▶ _Given task_
Reproduce the passage of the forum post below on the roots of X^2 - 1 modulo n, starting with "I don't know" and going on through "exactly $2^t$ roots.".

▶ _Selected text_
>>>>>

The roots of $X^2-1$ in the ring $(\mathbb{Z}/n\mathbb{Z})[X]$

The roots of $X^2-1$ in the ring $(\mathbb{Z}/n\mathbb{Z})[X]$

I don't know how to prove the following.
Let $n$ be an odd natural number with $t$ different prime divisors. Then
the polynomial $X^2-1$ has exactly $2^t$ roots.
Own tries
First of all: $X^2-1=(X-1)(X+1)$. We say that $a \in \{1, 2, \cdots, n \}$
is a root if and only if $(a-1)(a+1)=kn$ for some integer $k$. Now observe
that $p|(a-1) \iff p\nmid(a+1)$, except when $p=2$. If $a$ is odd, $2$
divides both $a+1$ and $a-1$. If $a$ is even, $2$ divides neither. Luckely
$n$ is odd. This means that a prime divisor $p$ from $n$ only can appear
in maximal one of the numbers $a+1, a-1$.

<<<<<

(Rows from a dataset)
>>>>>

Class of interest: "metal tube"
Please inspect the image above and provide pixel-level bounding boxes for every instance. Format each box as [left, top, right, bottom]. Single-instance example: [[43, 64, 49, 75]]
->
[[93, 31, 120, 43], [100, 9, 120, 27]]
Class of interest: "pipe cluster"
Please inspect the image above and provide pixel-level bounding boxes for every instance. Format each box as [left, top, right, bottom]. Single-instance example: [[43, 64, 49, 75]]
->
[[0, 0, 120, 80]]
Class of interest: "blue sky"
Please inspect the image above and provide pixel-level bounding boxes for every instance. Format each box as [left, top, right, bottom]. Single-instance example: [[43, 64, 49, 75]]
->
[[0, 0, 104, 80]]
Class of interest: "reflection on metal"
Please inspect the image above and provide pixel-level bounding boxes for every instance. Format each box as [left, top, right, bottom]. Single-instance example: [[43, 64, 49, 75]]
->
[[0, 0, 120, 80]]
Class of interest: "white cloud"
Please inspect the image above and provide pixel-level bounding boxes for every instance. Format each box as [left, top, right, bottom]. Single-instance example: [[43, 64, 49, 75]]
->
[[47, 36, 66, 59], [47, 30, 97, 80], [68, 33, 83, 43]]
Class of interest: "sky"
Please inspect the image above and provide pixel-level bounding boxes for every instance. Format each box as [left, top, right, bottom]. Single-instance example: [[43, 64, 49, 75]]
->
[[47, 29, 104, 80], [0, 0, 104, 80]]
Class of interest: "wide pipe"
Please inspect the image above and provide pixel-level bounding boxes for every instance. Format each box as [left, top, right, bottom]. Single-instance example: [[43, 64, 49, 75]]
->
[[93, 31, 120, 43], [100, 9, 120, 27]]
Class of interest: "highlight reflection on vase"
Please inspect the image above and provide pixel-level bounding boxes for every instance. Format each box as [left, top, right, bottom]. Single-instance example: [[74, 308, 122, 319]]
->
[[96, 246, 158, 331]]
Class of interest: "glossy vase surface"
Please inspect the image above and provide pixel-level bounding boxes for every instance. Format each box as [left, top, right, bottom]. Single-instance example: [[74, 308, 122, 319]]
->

<<<<<

▶ _Finished exercise_
I don't know how to prove the following.
Let $n$ be an odd natural number with $t$ different prime divisors. Then
the polynomial $X^2-1$ has exactly $2^t$ roots.